# What needs to be done
Take the line that has "Where can the palm" in it and every line after it to the end of the entries, and reproduce them exactly.

(Recorded data)
•••

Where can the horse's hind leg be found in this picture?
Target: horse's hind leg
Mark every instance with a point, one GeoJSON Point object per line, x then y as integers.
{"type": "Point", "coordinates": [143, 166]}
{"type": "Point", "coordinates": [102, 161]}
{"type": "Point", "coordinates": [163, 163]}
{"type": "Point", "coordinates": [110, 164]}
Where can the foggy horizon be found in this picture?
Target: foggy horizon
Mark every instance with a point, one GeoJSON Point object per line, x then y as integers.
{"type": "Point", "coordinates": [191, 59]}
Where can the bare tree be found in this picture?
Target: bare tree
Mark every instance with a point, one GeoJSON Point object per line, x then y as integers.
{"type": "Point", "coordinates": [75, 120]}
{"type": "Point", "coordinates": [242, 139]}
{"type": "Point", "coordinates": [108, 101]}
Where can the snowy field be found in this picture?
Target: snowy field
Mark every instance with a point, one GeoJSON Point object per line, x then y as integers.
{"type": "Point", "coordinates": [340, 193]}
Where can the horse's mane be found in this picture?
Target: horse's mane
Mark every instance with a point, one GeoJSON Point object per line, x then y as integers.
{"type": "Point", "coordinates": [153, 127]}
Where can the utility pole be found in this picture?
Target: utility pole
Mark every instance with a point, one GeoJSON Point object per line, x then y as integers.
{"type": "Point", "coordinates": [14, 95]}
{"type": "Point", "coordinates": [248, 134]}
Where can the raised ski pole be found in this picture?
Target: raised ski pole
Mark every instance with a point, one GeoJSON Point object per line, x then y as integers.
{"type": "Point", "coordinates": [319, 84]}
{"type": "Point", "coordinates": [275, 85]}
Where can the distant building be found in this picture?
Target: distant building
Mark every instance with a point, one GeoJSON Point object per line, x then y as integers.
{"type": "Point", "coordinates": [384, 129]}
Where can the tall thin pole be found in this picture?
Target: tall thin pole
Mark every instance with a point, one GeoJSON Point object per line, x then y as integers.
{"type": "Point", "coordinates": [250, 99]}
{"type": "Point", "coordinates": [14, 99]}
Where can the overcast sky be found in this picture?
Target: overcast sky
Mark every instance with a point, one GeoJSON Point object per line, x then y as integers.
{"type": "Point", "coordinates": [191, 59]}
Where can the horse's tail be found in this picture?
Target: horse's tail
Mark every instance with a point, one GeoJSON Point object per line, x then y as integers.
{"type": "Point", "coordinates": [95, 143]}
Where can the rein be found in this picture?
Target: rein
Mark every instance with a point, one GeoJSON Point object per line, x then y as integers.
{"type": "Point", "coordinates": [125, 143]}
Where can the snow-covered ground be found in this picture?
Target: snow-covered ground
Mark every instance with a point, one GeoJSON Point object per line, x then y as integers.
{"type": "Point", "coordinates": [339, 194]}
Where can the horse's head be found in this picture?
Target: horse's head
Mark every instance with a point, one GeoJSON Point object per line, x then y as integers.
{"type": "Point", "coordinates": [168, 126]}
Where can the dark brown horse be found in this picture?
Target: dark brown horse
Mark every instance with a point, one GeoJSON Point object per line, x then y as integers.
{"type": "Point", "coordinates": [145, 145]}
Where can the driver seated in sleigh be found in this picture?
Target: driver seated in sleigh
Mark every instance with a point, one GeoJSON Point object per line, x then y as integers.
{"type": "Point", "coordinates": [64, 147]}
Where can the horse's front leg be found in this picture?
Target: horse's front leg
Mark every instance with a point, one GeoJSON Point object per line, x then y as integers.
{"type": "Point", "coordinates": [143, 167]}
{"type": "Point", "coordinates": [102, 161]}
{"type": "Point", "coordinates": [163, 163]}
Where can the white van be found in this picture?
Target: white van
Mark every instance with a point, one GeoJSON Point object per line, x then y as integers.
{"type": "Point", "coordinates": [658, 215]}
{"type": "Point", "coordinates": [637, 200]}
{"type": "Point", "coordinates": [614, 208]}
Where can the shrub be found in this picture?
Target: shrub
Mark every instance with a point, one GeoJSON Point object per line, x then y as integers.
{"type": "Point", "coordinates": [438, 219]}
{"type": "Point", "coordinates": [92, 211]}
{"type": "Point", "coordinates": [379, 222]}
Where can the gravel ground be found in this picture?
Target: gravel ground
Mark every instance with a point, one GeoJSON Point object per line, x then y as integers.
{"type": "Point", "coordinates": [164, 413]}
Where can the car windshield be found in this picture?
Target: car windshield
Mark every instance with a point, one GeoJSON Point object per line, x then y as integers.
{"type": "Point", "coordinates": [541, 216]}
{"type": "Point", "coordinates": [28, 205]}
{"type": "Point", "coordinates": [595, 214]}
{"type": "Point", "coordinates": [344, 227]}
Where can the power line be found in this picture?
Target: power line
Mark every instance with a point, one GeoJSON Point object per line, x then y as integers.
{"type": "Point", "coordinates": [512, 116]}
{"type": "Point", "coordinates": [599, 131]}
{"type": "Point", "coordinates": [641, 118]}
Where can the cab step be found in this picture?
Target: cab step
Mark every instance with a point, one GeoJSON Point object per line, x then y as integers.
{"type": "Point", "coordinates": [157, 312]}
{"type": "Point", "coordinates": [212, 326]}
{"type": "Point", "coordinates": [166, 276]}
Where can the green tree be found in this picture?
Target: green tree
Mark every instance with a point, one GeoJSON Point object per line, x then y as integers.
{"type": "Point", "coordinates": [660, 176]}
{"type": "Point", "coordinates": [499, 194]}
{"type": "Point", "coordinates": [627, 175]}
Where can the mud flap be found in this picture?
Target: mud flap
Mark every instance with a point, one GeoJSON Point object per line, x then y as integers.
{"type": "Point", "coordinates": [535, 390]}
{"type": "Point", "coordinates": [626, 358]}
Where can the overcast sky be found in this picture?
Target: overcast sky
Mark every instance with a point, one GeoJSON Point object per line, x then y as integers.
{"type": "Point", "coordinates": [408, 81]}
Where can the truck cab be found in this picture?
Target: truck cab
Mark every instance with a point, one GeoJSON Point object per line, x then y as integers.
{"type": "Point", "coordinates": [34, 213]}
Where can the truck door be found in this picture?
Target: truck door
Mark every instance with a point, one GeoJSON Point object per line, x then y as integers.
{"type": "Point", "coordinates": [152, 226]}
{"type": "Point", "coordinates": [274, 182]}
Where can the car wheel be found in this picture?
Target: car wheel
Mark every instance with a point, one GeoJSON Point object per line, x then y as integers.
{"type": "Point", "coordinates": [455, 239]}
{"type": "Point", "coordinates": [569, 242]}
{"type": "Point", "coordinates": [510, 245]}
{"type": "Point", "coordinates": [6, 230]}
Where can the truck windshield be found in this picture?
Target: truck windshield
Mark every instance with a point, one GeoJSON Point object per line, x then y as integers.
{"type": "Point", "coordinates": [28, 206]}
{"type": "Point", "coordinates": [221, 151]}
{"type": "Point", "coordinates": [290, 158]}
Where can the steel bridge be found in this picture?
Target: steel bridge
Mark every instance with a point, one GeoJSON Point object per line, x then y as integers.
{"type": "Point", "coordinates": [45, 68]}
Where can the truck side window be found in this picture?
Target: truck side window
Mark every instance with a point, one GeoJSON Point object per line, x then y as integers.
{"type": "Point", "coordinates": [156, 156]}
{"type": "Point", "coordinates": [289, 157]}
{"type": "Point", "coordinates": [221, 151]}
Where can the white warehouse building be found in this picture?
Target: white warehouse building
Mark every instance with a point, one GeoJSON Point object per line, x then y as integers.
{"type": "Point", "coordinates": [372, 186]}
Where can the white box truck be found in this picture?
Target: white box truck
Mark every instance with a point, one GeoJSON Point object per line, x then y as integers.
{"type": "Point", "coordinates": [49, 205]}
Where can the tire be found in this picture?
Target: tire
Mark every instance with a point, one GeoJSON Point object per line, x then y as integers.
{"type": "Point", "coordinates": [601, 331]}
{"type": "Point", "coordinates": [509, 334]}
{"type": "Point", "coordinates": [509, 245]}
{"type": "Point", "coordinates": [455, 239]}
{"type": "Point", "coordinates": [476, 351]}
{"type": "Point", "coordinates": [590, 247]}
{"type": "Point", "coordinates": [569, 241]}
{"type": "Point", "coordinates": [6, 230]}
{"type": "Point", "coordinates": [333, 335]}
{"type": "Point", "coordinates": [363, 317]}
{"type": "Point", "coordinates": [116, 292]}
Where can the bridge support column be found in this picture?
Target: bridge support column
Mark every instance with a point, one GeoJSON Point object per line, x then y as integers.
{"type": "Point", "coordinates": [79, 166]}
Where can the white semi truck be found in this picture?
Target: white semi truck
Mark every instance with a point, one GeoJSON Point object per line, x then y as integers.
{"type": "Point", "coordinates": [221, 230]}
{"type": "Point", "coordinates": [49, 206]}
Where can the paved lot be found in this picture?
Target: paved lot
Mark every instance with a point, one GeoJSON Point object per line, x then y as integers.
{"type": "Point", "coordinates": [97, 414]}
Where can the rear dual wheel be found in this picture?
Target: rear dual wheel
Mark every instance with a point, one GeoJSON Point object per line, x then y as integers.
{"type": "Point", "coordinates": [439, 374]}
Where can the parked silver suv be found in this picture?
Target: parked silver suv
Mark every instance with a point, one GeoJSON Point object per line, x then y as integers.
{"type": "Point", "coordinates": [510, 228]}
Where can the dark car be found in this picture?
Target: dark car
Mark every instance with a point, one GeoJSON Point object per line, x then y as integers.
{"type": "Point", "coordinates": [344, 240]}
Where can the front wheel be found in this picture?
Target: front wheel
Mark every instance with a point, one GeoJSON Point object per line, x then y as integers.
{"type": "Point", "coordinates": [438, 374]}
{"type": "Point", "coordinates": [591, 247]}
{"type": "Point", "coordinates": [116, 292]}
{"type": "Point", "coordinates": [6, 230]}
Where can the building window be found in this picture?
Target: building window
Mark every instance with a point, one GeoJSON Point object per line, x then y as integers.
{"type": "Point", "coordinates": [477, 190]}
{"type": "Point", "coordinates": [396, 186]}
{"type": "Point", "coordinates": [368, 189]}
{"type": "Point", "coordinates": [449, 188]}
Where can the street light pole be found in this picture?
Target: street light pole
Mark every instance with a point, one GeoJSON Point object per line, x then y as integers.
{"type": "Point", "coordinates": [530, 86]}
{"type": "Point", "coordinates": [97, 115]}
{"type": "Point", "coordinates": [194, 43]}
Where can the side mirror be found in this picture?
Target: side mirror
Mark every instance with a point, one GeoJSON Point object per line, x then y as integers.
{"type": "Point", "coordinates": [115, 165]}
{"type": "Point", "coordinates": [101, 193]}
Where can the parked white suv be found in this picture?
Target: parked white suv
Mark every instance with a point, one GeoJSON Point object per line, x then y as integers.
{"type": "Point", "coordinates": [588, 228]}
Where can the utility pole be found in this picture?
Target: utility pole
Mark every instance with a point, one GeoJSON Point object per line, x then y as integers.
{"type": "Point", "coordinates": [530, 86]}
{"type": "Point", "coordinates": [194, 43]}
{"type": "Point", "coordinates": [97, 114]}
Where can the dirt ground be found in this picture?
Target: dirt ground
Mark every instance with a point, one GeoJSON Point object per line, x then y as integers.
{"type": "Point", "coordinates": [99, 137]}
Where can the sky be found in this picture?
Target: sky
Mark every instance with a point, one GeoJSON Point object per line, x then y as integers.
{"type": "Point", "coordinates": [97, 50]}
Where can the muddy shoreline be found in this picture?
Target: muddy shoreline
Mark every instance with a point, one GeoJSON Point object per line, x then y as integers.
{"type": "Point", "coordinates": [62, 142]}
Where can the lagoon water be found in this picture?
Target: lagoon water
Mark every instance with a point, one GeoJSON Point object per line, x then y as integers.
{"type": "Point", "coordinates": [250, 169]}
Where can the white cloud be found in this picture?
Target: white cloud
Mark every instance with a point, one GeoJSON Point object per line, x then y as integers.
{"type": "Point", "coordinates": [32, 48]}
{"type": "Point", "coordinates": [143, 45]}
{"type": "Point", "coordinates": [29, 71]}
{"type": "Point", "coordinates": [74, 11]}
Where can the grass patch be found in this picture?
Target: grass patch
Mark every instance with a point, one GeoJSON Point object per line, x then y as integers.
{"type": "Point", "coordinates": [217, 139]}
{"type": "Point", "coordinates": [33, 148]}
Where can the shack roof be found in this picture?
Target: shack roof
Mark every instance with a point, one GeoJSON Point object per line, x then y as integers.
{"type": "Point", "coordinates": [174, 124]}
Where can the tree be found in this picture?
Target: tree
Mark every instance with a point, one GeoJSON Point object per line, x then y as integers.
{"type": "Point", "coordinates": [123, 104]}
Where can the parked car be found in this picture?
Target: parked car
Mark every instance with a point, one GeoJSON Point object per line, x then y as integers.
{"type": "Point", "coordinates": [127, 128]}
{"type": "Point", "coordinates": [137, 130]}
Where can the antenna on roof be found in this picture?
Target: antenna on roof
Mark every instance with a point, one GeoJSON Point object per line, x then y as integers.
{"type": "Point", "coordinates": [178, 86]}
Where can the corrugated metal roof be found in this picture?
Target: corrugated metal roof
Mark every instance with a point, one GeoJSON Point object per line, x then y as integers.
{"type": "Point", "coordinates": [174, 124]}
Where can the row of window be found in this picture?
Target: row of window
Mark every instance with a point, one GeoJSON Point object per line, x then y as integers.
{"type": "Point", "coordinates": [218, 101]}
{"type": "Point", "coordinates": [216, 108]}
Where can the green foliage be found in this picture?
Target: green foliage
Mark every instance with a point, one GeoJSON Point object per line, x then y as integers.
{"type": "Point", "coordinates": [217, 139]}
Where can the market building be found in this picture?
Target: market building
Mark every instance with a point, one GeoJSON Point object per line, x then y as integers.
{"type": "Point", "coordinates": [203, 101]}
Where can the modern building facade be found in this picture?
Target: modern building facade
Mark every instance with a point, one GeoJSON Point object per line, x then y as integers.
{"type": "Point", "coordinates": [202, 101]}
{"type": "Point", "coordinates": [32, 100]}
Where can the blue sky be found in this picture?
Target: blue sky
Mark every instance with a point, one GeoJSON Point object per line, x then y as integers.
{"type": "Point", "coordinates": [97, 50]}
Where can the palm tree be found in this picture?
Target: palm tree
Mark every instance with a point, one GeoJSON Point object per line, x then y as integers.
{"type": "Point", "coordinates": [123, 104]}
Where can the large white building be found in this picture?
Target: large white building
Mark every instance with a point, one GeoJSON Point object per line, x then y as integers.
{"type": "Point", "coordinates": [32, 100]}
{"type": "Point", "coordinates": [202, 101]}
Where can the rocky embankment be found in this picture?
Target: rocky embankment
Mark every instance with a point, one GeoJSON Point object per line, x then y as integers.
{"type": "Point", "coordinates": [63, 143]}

•••

# Exercise solution
Where can the palm tree be found in this picture?
Target: palm tree
Mark every instance with a point, one GeoJSON Point object per line, x then y as integers.
{"type": "Point", "coordinates": [123, 104]}
Where can the large white building be found in this picture?
Target: large white building
Mark every instance with a point, one GeoJSON Point object per line, x then y as integers.
{"type": "Point", "coordinates": [32, 100]}
{"type": "Point", "coordinates": [202, 101]}
Where can the rocky embankment be found in this picture?
Target: rocky embankment
Mark every instance with a point, one GeoJSON Point object per line, x then y as integers.
{"type": "Point", "coordinates": [63, 143]}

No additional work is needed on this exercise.